_COSA FARE_. Per favore, copia dall'articolo su Sneijder tutto il tratto da "Il calciatore olandese" giù fino a "entrambe le parti.", senza cambiare nulla.

ELVEDA SNEIJDER, GODITI ISTANBUL!


UN ALTRO TOP PLAYER DICE ADDIO ALL'ITALIA TRA RAMMARICHI ED INCOMPRENSIONI

E' ufficiale, un altro pilastro del triplete lascia l'Inter tra rammarichi, intrighi e incomprensioni.
Sneijder sceglie di trasferirsi in Turchia, in un campionato in cui negli ultimi anni vari giocatori importanti hanno deciso di chiudere la carriera, ma che non ospita fuoriclasse nel pieno della maturità calcistica.
Il calciatore olandese ha scelto di continuare a percepire uno stipendio altissimo a discapito della carriera; certo poche persone si sarebbero dimezzate lo stipendio, ma probabilmente lo stesso giocatore si aspettava di avere offerte da club importanti che partecipano a campionati di primissimo livello. Così non è stato, non sono pervenute alla società nerazzurra offerte per la sua ex-bandiera da parte di top club, che in un periodo di crisi generale non se la sono sentita di investire su un giocatore che nell'ultimo anno e mezzo, di rado è sceso in campo con una certa costanza.
La tifoseria, gli amanti del calcio e gli addetti ai lavori hanno pareri contrastanti su come sia stata gestita la questione, di chi sia la “colpa” e di chi la “ragione”; sicuramente sono stati fatti errori evitabili da entrambe le parti.

_ESTRATTI DAI RECORD_.
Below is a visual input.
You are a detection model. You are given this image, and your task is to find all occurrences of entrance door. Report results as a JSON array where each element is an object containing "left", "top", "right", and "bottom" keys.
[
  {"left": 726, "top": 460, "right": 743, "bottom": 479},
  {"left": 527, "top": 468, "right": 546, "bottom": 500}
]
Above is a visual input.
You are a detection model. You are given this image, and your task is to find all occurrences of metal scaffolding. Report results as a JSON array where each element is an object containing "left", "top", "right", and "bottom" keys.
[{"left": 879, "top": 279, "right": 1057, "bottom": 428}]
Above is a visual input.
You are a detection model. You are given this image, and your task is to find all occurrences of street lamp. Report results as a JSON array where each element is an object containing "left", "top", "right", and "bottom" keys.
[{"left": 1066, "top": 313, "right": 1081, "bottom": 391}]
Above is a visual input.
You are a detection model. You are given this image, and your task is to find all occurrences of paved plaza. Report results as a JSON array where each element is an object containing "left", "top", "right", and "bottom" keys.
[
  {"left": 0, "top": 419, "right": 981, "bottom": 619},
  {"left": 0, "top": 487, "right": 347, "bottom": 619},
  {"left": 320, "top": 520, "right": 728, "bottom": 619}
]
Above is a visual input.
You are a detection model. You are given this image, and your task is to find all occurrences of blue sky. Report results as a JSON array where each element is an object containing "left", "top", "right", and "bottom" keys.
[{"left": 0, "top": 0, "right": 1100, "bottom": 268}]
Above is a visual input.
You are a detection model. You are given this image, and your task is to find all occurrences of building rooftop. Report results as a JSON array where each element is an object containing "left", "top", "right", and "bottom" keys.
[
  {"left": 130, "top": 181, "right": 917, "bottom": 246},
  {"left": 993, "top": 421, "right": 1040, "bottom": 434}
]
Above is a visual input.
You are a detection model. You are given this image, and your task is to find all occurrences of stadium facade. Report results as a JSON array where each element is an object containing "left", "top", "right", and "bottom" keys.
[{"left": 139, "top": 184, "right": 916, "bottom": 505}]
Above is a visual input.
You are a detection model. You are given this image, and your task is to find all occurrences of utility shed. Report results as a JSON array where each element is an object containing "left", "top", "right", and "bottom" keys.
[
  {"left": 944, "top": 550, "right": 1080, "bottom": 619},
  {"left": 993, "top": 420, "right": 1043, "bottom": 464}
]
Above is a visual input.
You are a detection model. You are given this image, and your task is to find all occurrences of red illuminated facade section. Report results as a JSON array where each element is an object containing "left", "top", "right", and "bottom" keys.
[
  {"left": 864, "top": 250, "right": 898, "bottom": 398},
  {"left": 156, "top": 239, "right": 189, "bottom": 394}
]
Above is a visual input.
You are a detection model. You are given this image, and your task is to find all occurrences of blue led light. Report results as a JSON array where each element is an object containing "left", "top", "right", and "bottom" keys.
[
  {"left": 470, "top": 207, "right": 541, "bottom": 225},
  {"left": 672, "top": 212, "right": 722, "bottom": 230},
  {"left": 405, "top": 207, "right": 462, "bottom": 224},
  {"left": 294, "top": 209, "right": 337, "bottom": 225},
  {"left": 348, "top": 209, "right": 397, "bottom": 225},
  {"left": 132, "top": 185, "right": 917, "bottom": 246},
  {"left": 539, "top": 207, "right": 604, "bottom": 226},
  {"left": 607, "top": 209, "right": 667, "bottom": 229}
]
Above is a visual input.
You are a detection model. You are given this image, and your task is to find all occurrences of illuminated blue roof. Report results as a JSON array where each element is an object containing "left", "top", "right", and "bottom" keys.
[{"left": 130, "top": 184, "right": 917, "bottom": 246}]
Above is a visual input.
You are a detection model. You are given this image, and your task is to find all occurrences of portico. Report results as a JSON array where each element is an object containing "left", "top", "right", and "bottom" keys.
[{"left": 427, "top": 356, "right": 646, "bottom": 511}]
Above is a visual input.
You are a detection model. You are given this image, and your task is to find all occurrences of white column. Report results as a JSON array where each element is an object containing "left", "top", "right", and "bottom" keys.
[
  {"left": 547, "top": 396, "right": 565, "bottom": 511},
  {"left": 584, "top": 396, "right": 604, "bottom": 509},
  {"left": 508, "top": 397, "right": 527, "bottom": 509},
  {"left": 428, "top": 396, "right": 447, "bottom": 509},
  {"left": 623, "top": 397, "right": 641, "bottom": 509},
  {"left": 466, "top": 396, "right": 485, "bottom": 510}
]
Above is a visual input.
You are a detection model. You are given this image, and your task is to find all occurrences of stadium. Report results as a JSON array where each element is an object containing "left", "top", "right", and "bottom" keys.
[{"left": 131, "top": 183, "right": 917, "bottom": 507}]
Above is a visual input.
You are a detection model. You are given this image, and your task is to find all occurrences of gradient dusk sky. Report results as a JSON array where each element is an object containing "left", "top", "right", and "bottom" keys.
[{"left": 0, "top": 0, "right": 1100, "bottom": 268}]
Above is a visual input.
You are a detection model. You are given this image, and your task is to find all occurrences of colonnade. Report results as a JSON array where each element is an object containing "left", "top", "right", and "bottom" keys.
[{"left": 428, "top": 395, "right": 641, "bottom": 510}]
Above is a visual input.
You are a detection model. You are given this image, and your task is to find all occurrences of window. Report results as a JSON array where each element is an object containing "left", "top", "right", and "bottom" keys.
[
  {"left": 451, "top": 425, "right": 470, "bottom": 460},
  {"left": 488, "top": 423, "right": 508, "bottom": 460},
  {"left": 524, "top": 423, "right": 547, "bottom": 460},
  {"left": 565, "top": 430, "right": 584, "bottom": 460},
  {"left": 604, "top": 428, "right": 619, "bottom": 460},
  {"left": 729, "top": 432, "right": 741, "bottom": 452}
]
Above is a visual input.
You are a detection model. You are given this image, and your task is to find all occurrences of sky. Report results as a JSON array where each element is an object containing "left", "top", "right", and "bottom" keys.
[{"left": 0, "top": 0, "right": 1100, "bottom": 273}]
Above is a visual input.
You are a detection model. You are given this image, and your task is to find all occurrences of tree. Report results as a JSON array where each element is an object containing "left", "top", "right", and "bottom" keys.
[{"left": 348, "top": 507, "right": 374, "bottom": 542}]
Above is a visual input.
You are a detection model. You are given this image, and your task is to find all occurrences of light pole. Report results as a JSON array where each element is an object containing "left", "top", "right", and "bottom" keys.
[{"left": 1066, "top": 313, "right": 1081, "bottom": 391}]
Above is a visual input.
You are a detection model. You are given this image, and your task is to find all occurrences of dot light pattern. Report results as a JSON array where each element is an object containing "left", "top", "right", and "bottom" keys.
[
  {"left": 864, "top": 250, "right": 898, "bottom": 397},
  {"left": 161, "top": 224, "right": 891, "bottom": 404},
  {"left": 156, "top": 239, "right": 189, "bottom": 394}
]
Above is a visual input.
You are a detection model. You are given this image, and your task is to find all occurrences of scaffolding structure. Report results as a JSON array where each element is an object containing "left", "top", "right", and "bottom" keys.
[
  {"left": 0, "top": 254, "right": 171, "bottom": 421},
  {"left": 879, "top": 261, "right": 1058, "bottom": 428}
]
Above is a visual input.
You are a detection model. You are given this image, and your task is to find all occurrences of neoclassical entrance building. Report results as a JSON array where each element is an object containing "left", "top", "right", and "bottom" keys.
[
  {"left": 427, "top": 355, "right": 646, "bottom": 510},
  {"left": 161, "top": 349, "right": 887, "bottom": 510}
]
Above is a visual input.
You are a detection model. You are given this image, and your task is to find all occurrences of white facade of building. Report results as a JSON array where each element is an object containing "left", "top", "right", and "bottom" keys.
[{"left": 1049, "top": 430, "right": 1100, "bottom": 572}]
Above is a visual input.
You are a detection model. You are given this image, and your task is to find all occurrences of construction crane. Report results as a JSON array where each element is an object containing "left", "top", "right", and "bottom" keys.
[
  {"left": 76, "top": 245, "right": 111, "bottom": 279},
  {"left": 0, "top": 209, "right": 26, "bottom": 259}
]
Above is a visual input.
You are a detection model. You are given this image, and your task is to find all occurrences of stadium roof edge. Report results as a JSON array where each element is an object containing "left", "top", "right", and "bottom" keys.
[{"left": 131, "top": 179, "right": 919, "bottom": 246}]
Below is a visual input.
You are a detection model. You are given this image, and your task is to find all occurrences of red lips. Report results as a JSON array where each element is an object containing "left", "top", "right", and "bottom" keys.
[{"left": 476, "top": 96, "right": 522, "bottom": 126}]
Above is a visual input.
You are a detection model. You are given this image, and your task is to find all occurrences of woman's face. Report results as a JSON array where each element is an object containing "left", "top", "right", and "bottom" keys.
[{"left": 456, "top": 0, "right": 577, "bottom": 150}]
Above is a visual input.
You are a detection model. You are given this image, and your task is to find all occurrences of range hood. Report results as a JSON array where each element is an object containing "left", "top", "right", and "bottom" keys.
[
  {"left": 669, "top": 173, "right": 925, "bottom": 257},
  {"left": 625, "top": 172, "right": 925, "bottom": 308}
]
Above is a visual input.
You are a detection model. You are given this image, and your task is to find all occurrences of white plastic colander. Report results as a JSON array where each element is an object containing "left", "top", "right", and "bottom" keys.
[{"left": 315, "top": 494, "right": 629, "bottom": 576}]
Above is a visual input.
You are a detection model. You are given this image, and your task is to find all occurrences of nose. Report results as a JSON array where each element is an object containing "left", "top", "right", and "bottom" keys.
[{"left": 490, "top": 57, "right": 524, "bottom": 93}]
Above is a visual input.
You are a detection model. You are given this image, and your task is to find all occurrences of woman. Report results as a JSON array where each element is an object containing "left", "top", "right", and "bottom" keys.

_RISPOSTA QUI SOTTO_.
Il calciatore olandese ha scelto di continuare a percepire uno stipendio altissimo a discapito della carriera; certo poche persone si sarebbero dimezzate lo stipendio, ma probabilmente lo stesso giocatore si aspettava di avere offerte da club importanti che partecipano a campionati di primissimo livello. Così non è stato, non sono pervenute alla società nerazzurra offerte per la sua ex-bandiera da parte di top club, che in un periodo di crisi generale non se la sono sentita di investire su un giocatore che nell'ultimo anno e mezzo, di rado è sceso in campo con una certa costanza.
La tifoseria, gli amanti del calcio e gli addetti ai lavori hanno pareri contrastanti su come sia stata gestita la questione, di chi sia la “colpa” e di chi la “ragione”; sicuramente sono stati fatti errori evitabili da entrambe le parti.